> **TASK**:
Leave out the pictures and repeat the rest of the material exactly.

---

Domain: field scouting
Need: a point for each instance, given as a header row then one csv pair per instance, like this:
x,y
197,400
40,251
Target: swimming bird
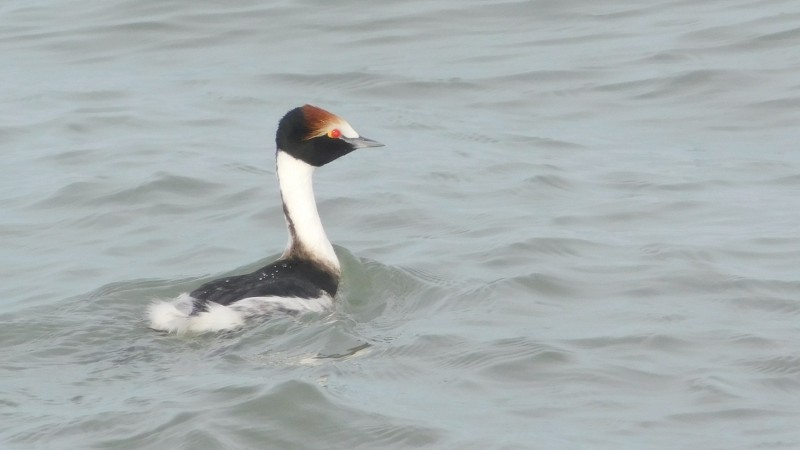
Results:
x,y
306,276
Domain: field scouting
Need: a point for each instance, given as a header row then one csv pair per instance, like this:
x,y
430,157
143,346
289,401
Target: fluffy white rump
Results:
x,y
173,316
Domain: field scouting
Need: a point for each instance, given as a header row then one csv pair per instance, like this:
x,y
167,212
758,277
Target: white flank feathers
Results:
x,y
173,316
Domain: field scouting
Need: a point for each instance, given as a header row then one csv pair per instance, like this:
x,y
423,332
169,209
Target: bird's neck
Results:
x,y
307,238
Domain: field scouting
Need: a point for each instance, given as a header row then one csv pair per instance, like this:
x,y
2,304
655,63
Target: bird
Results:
x,y
306,276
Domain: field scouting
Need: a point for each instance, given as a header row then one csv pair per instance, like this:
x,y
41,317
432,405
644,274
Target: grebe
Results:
x,y
306,276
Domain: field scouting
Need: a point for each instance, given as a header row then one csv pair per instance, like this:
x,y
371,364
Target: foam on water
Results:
x,y
582,232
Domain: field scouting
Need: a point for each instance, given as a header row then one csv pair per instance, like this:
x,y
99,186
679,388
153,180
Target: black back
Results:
x,y
289,277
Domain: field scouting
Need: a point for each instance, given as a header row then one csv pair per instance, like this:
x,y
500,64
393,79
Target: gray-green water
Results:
x,y
582,234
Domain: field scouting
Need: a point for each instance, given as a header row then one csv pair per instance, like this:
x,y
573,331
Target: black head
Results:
x,y
318,137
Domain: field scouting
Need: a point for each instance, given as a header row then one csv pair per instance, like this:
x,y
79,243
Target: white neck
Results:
x,y
297,192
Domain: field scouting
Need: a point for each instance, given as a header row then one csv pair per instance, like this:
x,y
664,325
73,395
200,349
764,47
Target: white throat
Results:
x,y
300,207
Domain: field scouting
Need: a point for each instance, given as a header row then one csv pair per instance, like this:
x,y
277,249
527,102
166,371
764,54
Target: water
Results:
x,y
582,232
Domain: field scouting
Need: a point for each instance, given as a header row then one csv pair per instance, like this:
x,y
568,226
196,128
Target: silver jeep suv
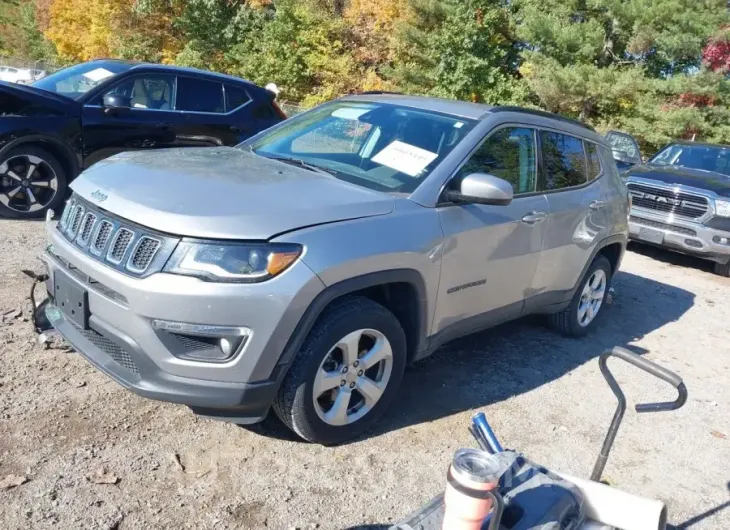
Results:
x,y
305,268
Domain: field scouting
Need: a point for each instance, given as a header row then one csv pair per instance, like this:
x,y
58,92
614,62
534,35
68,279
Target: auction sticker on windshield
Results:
x,y
98,74
405,158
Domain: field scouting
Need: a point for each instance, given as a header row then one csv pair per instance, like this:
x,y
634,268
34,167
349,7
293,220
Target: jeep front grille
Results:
x,y
115,242
668,201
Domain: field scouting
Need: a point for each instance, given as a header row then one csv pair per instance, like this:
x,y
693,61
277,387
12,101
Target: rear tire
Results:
x,y
353,388
32,181
573,321
723,269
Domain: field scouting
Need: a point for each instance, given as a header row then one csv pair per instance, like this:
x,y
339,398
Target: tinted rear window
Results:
x,y
564,160
235,97
199,95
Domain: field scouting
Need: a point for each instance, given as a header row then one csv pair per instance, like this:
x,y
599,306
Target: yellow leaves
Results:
x,y
527,69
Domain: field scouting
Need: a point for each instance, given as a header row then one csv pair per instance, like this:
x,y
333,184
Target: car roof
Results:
x,y
478,111
139,65
464,109
689,143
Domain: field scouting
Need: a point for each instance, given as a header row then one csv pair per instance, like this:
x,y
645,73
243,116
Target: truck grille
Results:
x,y
115,242
669,201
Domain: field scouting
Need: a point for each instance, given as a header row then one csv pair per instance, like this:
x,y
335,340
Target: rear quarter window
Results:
x,y
564,160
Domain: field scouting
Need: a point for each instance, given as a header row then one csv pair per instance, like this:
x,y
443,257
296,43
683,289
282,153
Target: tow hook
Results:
x,y
41,324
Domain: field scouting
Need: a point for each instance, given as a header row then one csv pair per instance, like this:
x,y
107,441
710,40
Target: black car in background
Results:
x,y
54,128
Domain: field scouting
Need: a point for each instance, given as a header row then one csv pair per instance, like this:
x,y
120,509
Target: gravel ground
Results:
x,y
61,421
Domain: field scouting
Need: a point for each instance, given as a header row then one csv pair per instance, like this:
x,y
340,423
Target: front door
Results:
x,y
491,253
578,212
147,124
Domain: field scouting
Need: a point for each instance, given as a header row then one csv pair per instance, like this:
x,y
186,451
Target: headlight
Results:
x,y
232,262
722,208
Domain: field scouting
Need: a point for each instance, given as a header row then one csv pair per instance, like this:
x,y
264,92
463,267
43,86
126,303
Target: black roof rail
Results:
x,y
542,113
378,92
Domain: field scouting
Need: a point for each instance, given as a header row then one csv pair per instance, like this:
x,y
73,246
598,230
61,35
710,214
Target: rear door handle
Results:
x,y
596,205
534,218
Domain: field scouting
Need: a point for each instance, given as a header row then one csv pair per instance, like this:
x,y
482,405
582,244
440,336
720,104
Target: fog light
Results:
x,y
200,342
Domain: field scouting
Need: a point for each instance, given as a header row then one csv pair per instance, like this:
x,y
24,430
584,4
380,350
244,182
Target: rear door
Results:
x,y
578,217
203,119
491,253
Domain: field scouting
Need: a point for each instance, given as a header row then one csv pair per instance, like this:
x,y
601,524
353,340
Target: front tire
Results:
x,y
581,316
32,181
346,374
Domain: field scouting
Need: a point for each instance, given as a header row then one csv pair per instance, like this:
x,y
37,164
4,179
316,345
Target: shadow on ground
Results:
x,y
517,357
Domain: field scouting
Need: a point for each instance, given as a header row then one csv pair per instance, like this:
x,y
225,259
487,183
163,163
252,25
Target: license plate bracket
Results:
x,y
72,300
651,235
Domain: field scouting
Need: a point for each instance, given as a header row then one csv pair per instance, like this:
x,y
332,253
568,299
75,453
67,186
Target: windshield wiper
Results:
x,y
301,163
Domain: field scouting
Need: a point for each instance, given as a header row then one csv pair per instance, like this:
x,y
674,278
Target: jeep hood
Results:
x,y
683,176
222,193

---

> **THE REPLY**:
Domain: field scouting
Need: a point for each instance, given as a header row then one csv pair per instance, like this:
x,y
197,400
40,251
Target: swimming bird
Results:
x,y
306,276
Domain: field scouting
Need: a point for each instance, given as a header row then one csv pair per instance, like this:
x,y
430,157
143,346
289,401
Target: fluffy white rump
Results:
x,y
173,316
Domain: field scouting
Need: a point for each instance, given as a header row then one csv pair per instance, like this:
x,y
167,212
758,277
Target: white flank feathers
Results:
x,y
173,316
Domain: field scouting
Need: a point for each instance, given as a header row then one csv pair per instance, like this:
x,y
423,332
169,209
Target: bird's neck
Results:
x,y
307,238
Domain: field scouting
Need: a point for each instance, given as a header row then one csv pair per instance, like this:
x,y
2,304
655,63
Target: bird
Results:
x,y
306,276
Domain: field scouting
Need: a point for each instance, given as a header row then one csv pair per instance, like this:
x,y
41,317
432,405
644,274
Target: grebe
Results:
x,y
306,276
Domain: field scouting
Need: a point for each instance, given as a header row then one csv pair per instance, like this:
x,y
371,364
Target: foam on water
Results:
x,y
582,232
Domain: field scouting
Need: a point for each instance, given as a header row then one csv pair per instance, like this:
x,y
99,186
679,388
153,180
Target: black back
Results:
x,y
289,277
Domain: field scouting
Need: a point for each instance, given as a header row then one csv pair per instance, like this:
x,y
500,64
393,79
Target: gray-green water
Results:
x,y
582,234
Domain: field scouting
Need: a point for each instance, given as a header row then one csv pair per instance, like this:
x,y
573,331
Target: black head
Results:
x,y
318,137
Domain: field scouting
Need: a point for each instance, given as a header row then one csv pair per instance, like this:
x,y
79,243
Target: white neck
Results:
x,y
297,192
Domain: field scouting
Need: a point for each instance, given as a header row then one csv pair per instance, like this:
x,y
664,325
73,395
200,349
764,47
Target: white throat
Results:
x,y
300,207
Domain: field scouting
Need: a point for each instance, given as a header row then one csv pair per instance, like this:
x,y
277,249
527,102
166,371
764,54
Target: water
Results:
x,y
582,232
Domain: field scouting
Need: a point for each instance, given as a header row then one csv pair per instance, like this:
x,y
568,226
196,128
Target: silver jeep suv
Results:
x,y
305,268
Domain: field scouting
Need: a point for each instance, given as a header row then one csv pair per instance, like this:
x,y
58,92
614,62
534,35
68,279
Target: auction sticker on windshield
Results:
x,y
98,74
405,158
Domain: field scouting
Need: a point for each instance, given as a header row then one csv pair per instance, like this:
x,y
634,268
34,167
349,7
293,220
Target: jeep front grille
Results:
x,y
115,242
668,201
Domain: field scouting
Need: a point for each instance, given as a header row then one csv pair per instance, like this:
x,y
693,61
277,387
12,101
Target: rear tire
Results:
x,y
353,388
32,181
573,321
723,269
Domain: field scouting
Need: a point for each instance, given as a header row then one csv pair per instance, like this:
x,y
339,398
Target: tinted rear window
Results:
x,y
564,160
235,97
199,95
Domain: field scouting
Need: a point for each instance, given as a header row then one csv pair per instance, like this:
x,y
599,306
Target: yellow leaves
Results:
x,y
527,69
Domain: field scouting
Need: a point for each instance, given as a header row then one csv pair per instance, like this:
x,y
333,184
Target: car roof
Results:
x,y
478,111
139,65
464,109
689,143
Domain: field scouting
Need: a point for each instance, given as a header row then one csv pair per instance, like this:
x,y
645,73
243,116
Target: truck grille
Results:
x,y
115,242
669,201
Domain: field scouting
Need: a point for each instance, given as a header row then one csv pair per instance, like this:
x,y
335,340
Target: rear quarter window
Results:
x,y
564,160
Domain: field scouting
Need: a point for each instance, given as a header row then one csv pair per instance, like this:
x,y
443,257
296,43
683,289
282,153
Target: tow hook
Results:
x,y
41,324
Domain: field scouting
Need: a point for each instance, given as a header row then one csv pair per instance, like this:
x,y
107,441
710,40
Target: black car in background
Results:
x,y
54,128
Domain: field scouting
Need: a point for each instance, given as a header row then one csv pair per instance, like this:
x,y
120,509
Target: gravel ground
Results:
x,y
61,421
Domain: field scouting
Need: a point for each instance, given as a header row then one csv pair per instance, like this:
x,y
340,423
Target: front door
Results:
x,y
491,253
578,212
147,124
Domain: field scouting
Need: a point for each instance, given as a header row then one csv pair per instance, like this:
x,y
186,451
Target: headlight
Results:
x,y
232,262
722,208
Domain: field scouting
Need: a point for each instance, given as a header row then one csv pair per instance, like this:
x,y
264,92
463,267
43,86
126,303
Target: black roof rail
Results:
x,y
542,113
378,92
Domain: field scouting
Need: a point for each instance, given as a header row then one csv pair per instance, like this:
x,y
73,246
598,230
61,35
710,214
Target: rear door handle
Results:
x,y
596,205
534,218
Domain: field scouting
Need: a point for each instance, given as a header row then one csv pair per instance, like this:
x,y
482,405
582,244
440,336
720,104
Target: fog light
Results:
x,y
200,342
Domain: field scouting
Need: a point for each instance, given as a header row then one csv pair per instance, like this:
x,y
24,430
584,4
380,350
244,182
Target: rear door
Results:
x,y
578,217
203,119
491,253
Domain: field scouting
Need: a point for each instance, given as a header row then one csv pair per instance, like this:
x,y
601,524
353,340
Target: front tire
Results:
x,y
581,316
32,181
346,374
Domain: field scouting
Need: a point for each instance, given as a header row then one csv pair per instance, like this:
x,y
37,164
4,179
316,345
Target: shadow on ground
Results:
x,y
517,357
Domain: field scouting
Need: a point for each instance, given as a header row then one csv pair per instance, like this:
x,y
225,259
487,183
163,163
252,25
Target: license plate bracket
Results:
x,y
72,300
651,235
Domain: field scouting
Need: a point for each instance, given as a header row then one csv pair per instance, like this:
x,y
332,253
568,299
75,453
67,186
Target: windshield wiper
Results:
x,y
301,163
Domain: field scouting
Need: a point for each instance, given as a header row then one csv pair per instance, like this:
x,y
674,278
Target: jeep hood
Results:
x,y
683,176
222,193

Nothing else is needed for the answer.